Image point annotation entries
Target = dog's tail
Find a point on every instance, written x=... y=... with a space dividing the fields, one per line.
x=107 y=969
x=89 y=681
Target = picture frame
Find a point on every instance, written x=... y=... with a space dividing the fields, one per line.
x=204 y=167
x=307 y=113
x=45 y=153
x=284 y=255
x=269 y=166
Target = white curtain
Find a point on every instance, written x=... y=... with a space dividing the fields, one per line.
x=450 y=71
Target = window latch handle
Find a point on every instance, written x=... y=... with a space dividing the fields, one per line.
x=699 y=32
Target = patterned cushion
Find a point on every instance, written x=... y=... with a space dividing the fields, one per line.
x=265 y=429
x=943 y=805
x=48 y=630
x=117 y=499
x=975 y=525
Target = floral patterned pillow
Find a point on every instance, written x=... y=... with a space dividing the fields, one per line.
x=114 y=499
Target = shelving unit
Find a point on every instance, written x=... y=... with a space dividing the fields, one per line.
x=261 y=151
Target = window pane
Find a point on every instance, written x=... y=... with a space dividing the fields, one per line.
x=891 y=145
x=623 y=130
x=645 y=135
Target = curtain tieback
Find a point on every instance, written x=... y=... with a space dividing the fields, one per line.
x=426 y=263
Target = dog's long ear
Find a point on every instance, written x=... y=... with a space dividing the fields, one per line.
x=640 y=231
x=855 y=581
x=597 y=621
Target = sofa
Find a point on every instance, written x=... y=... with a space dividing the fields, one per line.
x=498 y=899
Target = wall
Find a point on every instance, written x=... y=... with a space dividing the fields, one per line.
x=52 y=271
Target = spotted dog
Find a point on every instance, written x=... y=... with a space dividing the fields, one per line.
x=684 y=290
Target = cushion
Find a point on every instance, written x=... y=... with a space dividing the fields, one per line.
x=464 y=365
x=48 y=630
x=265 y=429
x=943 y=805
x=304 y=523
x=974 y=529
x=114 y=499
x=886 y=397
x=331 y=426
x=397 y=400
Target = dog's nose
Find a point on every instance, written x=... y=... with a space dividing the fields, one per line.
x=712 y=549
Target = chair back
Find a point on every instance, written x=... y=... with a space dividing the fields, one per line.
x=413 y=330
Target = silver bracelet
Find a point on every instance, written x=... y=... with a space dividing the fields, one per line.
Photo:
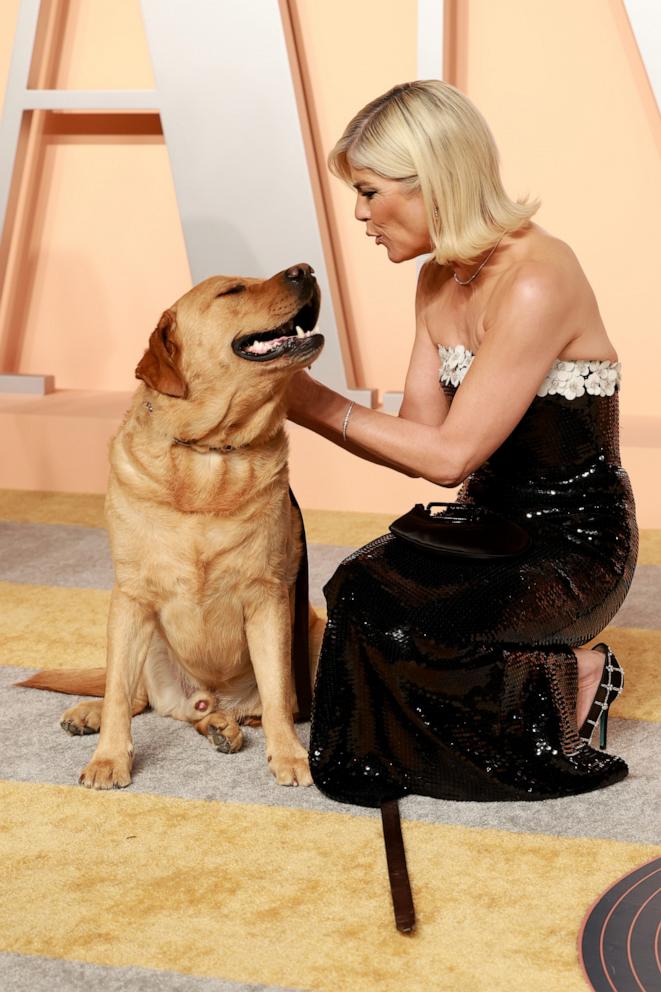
x=346 y=421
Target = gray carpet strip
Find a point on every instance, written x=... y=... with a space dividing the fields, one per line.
x=20 y=973
x=79 y=557
x=173 y=760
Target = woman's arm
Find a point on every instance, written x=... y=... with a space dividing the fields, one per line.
x=410 y=448
x=534 y=325
x=315 y=406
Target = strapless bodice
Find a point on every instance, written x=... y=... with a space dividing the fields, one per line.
x=570 y=379
x=572 y=421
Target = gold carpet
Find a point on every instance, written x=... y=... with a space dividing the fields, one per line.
x=274 y=895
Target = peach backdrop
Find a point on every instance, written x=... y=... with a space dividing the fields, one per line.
x=99 y=251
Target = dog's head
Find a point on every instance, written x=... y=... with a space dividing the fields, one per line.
x=230 y=331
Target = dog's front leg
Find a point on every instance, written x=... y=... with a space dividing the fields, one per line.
x=268 y=632
x=130 y=627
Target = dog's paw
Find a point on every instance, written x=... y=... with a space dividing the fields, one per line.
x=83 y=718
x=106 y=773
x=290 y=767
x=222 y=732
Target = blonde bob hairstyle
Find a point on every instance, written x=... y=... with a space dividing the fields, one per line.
x=430 y=137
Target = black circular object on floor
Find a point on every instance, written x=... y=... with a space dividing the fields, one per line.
x=619 y=943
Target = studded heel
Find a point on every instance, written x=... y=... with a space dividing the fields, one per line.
x=610 y=687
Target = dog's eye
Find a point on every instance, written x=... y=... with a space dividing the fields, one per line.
x=233 y=289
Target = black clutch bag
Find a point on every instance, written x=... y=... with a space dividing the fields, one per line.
x=464 y=529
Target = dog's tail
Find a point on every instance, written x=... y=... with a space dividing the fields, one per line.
x=76 y=681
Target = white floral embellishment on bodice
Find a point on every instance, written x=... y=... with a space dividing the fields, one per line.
x=566 y=378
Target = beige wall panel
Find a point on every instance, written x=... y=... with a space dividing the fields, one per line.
x=8 y=15
x=352 y=54
x=555 y=82
x=108 y=257
x=104 y=47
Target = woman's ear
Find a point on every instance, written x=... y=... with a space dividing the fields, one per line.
x=159 y=366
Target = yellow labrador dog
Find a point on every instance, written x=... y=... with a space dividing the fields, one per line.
x=205 y=541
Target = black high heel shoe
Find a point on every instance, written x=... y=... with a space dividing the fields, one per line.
x=610 y=687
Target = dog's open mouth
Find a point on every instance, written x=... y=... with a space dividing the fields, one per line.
x=294 y=338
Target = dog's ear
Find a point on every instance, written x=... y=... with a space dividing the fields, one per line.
x=159 y=366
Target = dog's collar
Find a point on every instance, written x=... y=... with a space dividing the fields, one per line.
x=223 y=450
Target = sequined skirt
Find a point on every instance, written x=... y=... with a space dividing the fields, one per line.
x=455 y=678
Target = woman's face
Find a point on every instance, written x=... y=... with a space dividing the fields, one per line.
x=395 y=218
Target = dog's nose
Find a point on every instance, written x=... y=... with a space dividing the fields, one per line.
x=297 y=273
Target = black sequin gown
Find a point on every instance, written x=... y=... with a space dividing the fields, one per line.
x=455 y=678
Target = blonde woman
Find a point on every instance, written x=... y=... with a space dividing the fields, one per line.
x=471 y=679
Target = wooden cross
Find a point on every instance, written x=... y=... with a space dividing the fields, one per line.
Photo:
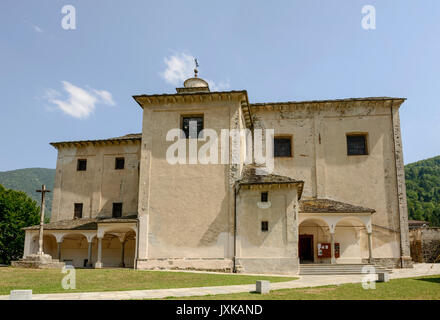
x=40 y=241
x=195 y=69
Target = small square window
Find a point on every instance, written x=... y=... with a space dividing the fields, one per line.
x=119 y=163
x=191 y=126
x=356 y=144
x=117 y=210
x=81 y=165
x=78 y=210
x=282 y=147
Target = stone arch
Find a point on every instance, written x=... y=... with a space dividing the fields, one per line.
x=351 y=234
x=311 y=231
x=49 y=244
x=74 y=249
x=118 y=245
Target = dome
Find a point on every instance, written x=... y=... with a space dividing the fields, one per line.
x=195 y=83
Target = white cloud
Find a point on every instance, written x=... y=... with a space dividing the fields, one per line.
x=37 y=28
x=105 y=96
x=180 y=66
x=80 y=103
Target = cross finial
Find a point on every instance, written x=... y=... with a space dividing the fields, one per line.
x=196 y=71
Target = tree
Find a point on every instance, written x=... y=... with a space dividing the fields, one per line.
x=17 y=211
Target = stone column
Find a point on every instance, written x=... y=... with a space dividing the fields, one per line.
x=122 y=263
x=59 y=250
x=333 y=259
x=370 y=247
x=98 y=264
x=89 y=254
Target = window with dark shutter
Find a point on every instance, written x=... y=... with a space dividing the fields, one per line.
x=119 y=163
x=78 y=210
x=81 y=165
x=282 y=147
x=117 y=210
x=356 y=145
x=190 y=122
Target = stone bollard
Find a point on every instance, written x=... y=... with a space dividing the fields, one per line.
x=262 y=286
x=383 y=277
x=20 y=295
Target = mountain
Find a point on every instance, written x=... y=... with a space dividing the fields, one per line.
x=29 y=180
x=423 y=190
x=422 y=187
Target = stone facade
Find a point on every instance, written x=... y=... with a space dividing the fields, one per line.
x=209 y=217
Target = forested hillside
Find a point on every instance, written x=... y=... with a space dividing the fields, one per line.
x=422 y=185
x=423 y=190
x=29 y=180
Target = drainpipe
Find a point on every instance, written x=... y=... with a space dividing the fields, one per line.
x=234 y=270
x=397 y=185
x=137 y=244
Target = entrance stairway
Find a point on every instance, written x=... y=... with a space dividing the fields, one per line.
x=322 y=269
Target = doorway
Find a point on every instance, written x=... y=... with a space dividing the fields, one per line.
x=305 y=248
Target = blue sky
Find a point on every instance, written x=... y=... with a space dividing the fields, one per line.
x=58 y=84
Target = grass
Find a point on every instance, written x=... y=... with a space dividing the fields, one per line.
x=421 y=288
x=88 y=280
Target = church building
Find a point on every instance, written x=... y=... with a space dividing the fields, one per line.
x=336 y=194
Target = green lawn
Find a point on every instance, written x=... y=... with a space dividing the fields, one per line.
x=49 y=280
x=422 y=288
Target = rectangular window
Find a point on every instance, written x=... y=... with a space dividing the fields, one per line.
x=356 y=144
x=78 y=210
x=191 y=126
x=81 y=165
x=282 y=147
x=117 y=210
x=119 y=163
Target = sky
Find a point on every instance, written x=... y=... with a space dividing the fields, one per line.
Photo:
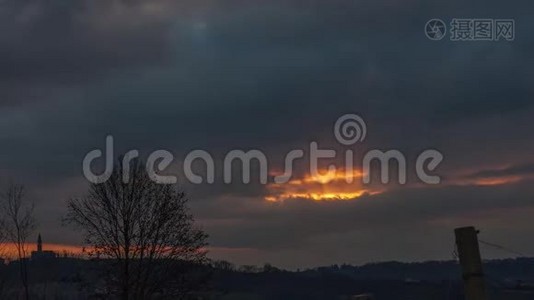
x=275 y=76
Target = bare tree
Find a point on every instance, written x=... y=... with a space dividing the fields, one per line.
x=145 y=228
x=18 y=223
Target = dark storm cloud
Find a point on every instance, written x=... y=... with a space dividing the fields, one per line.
x=521 y=170
x=271 y=75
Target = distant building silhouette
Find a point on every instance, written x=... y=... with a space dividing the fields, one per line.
x=41 y=254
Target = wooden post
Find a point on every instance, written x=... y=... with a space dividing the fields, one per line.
x=469 y=254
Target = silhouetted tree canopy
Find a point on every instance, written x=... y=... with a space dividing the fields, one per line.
x=146 y=229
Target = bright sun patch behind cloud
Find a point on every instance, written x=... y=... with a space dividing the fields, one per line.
x=325 y=186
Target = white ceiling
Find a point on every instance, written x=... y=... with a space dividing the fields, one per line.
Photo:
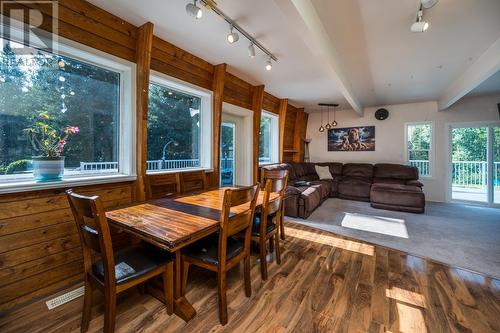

YOUR GOAL :: Express the records from the line containing "Target = silhouetted tree canopy" through the line containing "x=325 y=186" as a Markdown table with the columns Row and Line. Give each line its own numbered row and leave out blank lines.

ANSWER TO THIS EXERCISE ::
| Row | Line |
|---|---|
| 1 | Target = silhouetted tree canopy |
| 2 | Find a point on every instance, written x=... y=... with a space dividing the fields, one per line. |
| 3 | x=146 y=229 |
| 4 | Target = bright sun patch behind cloud |
| 5 | Find a point on every instance, written x=... y=... with a space dividing the fields, one per line. |
| 6 | x=325 y=186 |